What this task involves:
Using the records below, find how many lines hold the word "Could" and reply with only that number.

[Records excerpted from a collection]
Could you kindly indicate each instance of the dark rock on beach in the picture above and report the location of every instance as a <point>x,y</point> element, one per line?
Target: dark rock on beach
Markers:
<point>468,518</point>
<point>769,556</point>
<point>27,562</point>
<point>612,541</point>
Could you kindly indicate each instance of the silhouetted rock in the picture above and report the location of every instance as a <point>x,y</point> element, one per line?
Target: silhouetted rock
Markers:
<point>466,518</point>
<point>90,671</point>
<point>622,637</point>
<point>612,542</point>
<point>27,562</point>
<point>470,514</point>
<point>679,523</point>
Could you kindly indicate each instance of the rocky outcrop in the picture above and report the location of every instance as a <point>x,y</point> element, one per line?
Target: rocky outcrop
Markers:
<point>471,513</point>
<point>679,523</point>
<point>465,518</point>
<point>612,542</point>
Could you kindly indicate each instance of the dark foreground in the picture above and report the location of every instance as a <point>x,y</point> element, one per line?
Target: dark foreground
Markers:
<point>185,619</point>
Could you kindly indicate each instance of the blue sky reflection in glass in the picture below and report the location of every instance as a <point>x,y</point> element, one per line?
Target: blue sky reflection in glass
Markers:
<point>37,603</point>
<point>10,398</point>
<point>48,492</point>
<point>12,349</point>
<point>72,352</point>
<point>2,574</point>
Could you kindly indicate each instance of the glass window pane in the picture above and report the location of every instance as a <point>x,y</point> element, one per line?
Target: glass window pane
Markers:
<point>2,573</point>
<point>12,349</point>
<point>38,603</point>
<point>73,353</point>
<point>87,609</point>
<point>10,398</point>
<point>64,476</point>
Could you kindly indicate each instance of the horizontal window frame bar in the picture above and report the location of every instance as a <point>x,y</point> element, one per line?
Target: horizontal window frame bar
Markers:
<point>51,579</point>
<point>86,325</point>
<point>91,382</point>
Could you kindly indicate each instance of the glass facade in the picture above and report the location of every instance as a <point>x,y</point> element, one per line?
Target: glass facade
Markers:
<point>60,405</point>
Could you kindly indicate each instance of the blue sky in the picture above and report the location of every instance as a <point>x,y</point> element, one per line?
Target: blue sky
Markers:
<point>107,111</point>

Answer section:
9